*Task inputs:*
######

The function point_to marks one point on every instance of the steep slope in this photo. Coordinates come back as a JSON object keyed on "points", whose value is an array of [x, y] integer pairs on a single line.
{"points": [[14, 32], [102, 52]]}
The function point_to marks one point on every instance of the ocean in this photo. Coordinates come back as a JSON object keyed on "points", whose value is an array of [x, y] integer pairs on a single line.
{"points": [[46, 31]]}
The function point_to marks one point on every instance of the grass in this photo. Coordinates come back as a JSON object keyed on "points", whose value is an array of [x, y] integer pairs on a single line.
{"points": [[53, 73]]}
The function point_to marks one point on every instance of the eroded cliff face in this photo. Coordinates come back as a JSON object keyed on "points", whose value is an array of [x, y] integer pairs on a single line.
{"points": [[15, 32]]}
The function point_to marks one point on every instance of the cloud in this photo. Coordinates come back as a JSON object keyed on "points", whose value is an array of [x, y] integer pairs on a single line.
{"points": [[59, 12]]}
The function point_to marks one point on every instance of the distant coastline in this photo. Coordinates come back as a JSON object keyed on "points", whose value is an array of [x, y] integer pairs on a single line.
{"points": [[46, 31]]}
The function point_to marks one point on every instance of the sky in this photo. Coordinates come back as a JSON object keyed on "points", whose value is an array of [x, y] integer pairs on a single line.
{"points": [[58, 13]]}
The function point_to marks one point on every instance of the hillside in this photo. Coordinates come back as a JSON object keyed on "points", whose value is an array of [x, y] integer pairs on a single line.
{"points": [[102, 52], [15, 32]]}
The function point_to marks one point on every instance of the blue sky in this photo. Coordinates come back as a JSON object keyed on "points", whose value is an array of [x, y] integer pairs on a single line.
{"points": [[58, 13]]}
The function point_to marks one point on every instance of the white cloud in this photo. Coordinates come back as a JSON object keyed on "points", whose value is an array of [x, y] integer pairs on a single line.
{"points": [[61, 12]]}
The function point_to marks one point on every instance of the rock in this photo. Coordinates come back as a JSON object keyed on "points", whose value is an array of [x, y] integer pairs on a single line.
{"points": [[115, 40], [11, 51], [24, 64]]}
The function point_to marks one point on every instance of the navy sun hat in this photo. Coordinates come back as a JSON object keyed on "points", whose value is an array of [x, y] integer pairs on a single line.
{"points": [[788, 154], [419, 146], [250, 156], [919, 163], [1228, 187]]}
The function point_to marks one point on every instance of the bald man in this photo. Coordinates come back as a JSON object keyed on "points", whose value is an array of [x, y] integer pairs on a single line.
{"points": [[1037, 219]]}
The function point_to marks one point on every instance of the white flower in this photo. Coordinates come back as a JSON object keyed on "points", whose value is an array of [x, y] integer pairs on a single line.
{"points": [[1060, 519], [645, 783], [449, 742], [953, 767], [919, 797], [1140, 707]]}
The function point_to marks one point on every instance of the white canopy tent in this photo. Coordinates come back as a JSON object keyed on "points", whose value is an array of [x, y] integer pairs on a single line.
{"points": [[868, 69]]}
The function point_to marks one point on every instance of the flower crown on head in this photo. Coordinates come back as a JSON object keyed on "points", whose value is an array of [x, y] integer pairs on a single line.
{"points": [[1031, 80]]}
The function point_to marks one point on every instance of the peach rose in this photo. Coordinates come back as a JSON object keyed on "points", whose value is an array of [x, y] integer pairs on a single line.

######

*Exercise goal:* Please return the full listing exactly as it appears.

*Solution to this task:*
The function point_to marks one point on every instance of the steep slope in this photo. Coordinates come back as a JSON object keyed on "points", whose value is an array of [x, y] integer pairs on a single line.
{"points": [[14, 32], [102, 52]]}
The function point_to marks one point on every instance of the ocean in this photo. Coordinates come back as a JSON object keyed on "points", whose value is an array of [x, y] integer pairs on a single line.
{"points": [[46, 31]]}
The function point_to marks one point on every instance of the grass in this photo. Coordinates come back as a JSON object keyed on "points", whose value is an array of [x, y] integer pairs on a single line.
{"points": [[53, 73]]}
The function point_to marks one point on every instance of the eroded cliff face in this photo. Coordinates come back as a JSON object keyed on "points", whose value is an array of [x, y] integer pairs on a single line.
{"points": [[15, 32]]}
The function point_to marks one point on every instance of the cloud in this photo. Coordinates come back as a JSON object keyed on "points", whose value is an array of [x, y] integer pairs on a single line.
{"points": [[59, 12]]}
The function point_to marks one point on every instance of the distant coastline in this photo. Coordinates come back as a JSON object keyed on "points", whose value is an array of [x, y] integer pairs on a single line.
{"points": [[46, 31]]}
The function point_to marks one point on every instance of the sky in this photo. Coordinates come back as a JSON object keyed on "points", whose value is an array of [x, y] integer pairs on a single line.
{"points": [[58, 13]]}
The function point_to marks one point on every instance of the hillside in this photo. Coordinates come back as a JSON object keyed on "points", whose value is an array of [x, y] integer pairs on a single line.
{"points": [[102, 52], [15, 32]]}
The function point_to marks one point on every instance of the blue sky in this photo. Coordinates come back as a JSON object keyed on "points", whose value is an array of [x, y] integer pairs on a single line.
{"points": [[58, 13]]}
The function point_to marks one point on every instance of the white cloud in this photo. Coordinates come back as a JSON object keyed on "points", whose value is an array of [x, y] integer pairs on a single line.
{"points": [[61, 12]]}
The function point_to marks one point on every instance of the rock in this photo. Coordinates come back as a JSON object keyed on "points", whose value is an array of [x, y] integer pairs on a single line.
{"points": [[115, 40], [11, 51], [24, 64]]}
The function point_to marks one point on every instance of the navy sun hat in this photo. Coordinates come back as a JSON object keyed on "points", whose value is an array of [x, y] integer pairs on a single line.
{"points": [[788, 154], [419, 146], [250, 156], [919, 163], [1228, 187]]}
The function point_to marks one point on every instance of the bald man in this photo. Coordinates come back as a JSON object keyed on "points", whose value is an array of [x, y] integer pairs on a single line.
{"points": [[1037, 219]]}
The function point_to marks one point on every instance of the white flower in this photo. Coordinates come back as a JSON object keyed on "points", whose value is an array of [x, y] integer pairs on a single line.
{"points": [[1060, 519], [645, 783], [449, 742], [953, 767], [919, 797], [1140, 707]]}
The function point_to marks one point on every instance of the white canopy tent in this photo. Coordinates come back as a JSON object keyed on "points", whose value is an array of [x, y] integer pairs on a single line.
{"points": [[868, 69]]}
The function point_to marks one point on every instance of the flower crown on head in this photo. Coordinates come back as a JSON object keyed on "points", whose value is an array of [x, y] integer pairs on a single line.
{"points": [[1031, 80]]}
The function point_to marks one point on every instance of the peach rose in this photo. Coordinates come back as a JSON object keyed on "points", whose value is an array of [x, y] integer pairs on a single line.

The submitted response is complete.